Excerpted text:
********************
Lindene Patton, an attorney with the Earth & Water Law Group, said that merely building to standards and following regulatory guidelines might not be enough to escape issues of negligence.
She noted that regulatory compliance does not guarantee that companies can duck legal claims.
When professional responsibility is involved in certain situations where damage was caused, Patton said questions could arise over what should have been known and understood about risks based on best available knowledge.
Bilal Ayyub, professor of civil and environmental engineering at the University of Maryland, has been looking at climate adaptation and resilience for years. Ayyub said he knows of other facilities with risks similar to Shell’s that are looking at ways to be proactive rather than waiting for disaster.
He said any petrochemical facility fixed along coastlines is "very vulnerable" and should be thinking ahead of climate risk.
********************
Extracted records:
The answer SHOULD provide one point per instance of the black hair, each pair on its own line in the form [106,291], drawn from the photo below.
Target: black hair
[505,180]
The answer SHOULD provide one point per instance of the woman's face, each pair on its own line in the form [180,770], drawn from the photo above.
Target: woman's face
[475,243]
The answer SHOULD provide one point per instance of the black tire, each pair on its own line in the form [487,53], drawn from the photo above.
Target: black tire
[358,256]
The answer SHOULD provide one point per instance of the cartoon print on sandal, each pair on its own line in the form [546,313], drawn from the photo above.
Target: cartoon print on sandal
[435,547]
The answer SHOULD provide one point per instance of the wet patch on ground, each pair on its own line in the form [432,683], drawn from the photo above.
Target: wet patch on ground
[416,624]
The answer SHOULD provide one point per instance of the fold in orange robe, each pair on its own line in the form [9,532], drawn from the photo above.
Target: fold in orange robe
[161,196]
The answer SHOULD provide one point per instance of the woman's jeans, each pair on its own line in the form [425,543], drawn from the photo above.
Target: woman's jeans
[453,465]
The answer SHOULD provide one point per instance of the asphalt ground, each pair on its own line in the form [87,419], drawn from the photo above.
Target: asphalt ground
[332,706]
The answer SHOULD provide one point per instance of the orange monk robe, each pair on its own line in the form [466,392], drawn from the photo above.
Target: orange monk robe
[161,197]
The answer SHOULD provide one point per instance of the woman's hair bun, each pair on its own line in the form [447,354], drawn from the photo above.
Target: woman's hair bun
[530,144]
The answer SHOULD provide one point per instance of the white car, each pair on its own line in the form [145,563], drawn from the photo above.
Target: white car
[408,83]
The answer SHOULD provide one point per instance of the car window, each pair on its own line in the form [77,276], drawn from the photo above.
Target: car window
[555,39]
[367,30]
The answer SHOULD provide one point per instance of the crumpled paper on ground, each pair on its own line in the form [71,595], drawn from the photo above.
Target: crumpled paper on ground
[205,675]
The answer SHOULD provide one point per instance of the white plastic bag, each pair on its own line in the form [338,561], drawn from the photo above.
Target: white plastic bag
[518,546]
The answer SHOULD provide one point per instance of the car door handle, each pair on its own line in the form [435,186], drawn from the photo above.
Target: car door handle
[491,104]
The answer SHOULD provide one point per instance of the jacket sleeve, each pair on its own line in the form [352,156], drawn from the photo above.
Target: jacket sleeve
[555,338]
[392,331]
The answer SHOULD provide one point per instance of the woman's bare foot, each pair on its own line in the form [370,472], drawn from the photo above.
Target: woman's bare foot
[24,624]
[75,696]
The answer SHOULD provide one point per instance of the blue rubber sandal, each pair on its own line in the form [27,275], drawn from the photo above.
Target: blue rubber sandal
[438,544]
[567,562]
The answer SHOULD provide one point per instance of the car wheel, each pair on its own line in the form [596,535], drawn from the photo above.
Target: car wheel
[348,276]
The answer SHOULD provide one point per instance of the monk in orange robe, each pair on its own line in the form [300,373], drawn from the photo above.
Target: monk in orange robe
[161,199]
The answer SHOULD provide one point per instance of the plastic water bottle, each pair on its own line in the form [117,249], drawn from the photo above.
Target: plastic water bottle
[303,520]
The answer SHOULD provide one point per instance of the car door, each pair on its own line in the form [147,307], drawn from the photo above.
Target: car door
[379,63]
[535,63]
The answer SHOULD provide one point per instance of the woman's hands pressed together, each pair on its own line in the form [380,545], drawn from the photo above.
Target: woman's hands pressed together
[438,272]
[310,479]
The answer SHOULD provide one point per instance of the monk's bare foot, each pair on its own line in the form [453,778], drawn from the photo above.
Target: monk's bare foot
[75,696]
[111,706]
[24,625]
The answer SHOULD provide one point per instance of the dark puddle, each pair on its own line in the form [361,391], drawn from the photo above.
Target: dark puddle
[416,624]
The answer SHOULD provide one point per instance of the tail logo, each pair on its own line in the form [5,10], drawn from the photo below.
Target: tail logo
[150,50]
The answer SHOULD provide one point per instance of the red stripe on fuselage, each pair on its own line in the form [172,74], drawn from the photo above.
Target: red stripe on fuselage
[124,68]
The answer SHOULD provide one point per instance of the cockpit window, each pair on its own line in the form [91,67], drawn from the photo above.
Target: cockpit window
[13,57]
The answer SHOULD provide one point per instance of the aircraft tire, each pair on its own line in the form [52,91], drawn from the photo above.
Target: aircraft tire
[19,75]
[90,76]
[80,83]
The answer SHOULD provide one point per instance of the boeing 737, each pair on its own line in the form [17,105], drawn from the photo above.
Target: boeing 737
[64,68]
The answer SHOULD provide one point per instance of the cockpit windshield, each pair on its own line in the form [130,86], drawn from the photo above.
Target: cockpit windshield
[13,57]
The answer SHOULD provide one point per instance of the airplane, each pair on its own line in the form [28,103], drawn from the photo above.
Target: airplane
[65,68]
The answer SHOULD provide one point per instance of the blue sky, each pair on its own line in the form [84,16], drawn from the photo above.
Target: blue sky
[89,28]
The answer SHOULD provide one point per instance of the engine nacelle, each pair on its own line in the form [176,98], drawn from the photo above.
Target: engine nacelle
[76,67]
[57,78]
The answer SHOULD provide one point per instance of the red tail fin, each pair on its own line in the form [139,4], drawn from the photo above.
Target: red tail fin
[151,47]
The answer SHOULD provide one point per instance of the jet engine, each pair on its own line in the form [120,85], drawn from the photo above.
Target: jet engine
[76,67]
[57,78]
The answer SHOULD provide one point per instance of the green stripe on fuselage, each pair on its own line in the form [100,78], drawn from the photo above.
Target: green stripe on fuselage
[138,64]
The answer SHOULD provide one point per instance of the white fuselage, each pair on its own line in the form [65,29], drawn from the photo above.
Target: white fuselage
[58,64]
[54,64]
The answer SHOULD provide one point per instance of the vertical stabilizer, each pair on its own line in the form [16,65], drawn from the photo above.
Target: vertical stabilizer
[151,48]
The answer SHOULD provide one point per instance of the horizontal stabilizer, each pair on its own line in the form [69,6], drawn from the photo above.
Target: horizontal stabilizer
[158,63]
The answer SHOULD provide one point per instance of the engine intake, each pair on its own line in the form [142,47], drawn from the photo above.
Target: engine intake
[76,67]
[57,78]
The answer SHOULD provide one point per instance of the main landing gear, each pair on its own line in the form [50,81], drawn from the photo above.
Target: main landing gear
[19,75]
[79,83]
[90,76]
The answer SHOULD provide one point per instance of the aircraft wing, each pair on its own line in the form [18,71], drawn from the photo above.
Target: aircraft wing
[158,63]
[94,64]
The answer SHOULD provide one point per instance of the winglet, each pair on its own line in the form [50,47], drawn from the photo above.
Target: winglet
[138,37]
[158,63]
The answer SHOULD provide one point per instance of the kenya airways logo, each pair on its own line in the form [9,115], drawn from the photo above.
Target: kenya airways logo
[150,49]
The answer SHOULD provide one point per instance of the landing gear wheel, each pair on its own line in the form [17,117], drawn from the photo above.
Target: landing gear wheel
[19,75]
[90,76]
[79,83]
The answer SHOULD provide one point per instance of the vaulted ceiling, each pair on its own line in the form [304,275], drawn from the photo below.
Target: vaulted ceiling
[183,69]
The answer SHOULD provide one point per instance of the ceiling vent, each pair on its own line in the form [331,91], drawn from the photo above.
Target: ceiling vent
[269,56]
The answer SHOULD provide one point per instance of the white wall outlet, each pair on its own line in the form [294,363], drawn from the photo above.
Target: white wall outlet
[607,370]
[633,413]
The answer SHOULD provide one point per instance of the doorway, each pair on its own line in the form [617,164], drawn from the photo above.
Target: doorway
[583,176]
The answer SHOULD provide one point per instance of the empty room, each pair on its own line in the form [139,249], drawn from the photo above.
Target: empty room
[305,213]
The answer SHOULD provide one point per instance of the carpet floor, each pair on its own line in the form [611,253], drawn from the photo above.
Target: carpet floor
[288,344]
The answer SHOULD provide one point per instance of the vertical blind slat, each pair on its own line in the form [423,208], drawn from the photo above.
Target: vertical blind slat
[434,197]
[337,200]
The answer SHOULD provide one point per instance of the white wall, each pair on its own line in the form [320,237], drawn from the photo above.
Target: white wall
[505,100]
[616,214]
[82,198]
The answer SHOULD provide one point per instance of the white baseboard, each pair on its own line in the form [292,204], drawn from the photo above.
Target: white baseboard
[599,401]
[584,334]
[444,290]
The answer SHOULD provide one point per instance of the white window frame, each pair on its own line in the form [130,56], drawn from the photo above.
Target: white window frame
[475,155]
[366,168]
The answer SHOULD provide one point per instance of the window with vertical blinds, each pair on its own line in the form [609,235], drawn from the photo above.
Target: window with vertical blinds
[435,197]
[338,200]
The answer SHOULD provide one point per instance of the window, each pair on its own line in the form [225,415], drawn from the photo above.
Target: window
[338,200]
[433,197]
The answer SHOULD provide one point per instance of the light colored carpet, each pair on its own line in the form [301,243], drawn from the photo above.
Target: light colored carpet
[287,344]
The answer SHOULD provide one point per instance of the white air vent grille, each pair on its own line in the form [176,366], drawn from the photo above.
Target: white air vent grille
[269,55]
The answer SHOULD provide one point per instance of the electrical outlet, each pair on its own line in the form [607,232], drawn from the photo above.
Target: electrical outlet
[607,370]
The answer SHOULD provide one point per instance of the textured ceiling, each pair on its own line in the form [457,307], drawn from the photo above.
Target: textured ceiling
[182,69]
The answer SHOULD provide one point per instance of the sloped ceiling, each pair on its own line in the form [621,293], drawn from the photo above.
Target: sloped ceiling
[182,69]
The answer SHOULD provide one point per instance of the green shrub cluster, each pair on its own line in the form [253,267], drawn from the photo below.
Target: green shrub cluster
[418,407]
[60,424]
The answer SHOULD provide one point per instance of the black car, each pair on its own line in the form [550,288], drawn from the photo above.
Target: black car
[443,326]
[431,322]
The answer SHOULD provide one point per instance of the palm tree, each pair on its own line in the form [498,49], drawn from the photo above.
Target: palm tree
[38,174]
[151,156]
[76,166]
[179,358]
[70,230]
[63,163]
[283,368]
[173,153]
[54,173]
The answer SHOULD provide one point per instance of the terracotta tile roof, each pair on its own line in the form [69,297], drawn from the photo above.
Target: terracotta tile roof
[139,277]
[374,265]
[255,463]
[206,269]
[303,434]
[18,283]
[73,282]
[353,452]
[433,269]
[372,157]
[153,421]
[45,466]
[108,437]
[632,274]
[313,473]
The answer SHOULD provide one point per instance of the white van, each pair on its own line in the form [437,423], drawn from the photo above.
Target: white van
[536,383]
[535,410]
********************
Brief A: In the excerpt on climate risk and legal liability, what position does Bilal Ayyub hold at the University of Maryland?
Brief B: Transcribe the excerpt on climate risk and legal liability from "Lindene Patton, an" to "waiting for disaster.".
Brief C: Continue the excerpt on climate risk and legal liability, starting after its final sentence.

Answer A: He is a professor of civil and environmental engineering.

Answer B:
Lindene Patton, an attorney with the Earth & Water Law Group, said that merely building to standards and following regulatory guidelines might not be enough to escape issues of negligence.
She noted that regulatory compliance does not guarantee that companies can duck legal claims.
When professional responsibility is involved in certain situations where damage was caused, Patton said questions could arise over what should have been known and understood about risks based on best available knowledge.
Bilal Ayyub, professor of civil and environmental engineering at the University of Maryland, has been looking at climate adaptation and resilience for years. Ayyub said he knows of other facilities with risks similar to Shell’s that are looking at ways to be proactive rather than waiting for disaster.

Answer C:
Ayyub chairs the Committee on Technical Advancement at the American Society of Civil Engineers, which he said provides oversight on "areas where the practice has to be advanced," adding that "dealing with a changing climate is a major item" on the committee’s plate.
ASCE member organizations have "a real sense of urgency" about physical climate risk — not just over liability but also over the severity of damages and the need to adapt, he said.
They acknowledge that "anything we build, especially when it comes to infrastructure … could be with us for the next 50 to 100 years," Ayyub said. "So if we are not designing it to deal with a changing climate, and building it according to the standards that we have now, it might not be able to last for that long."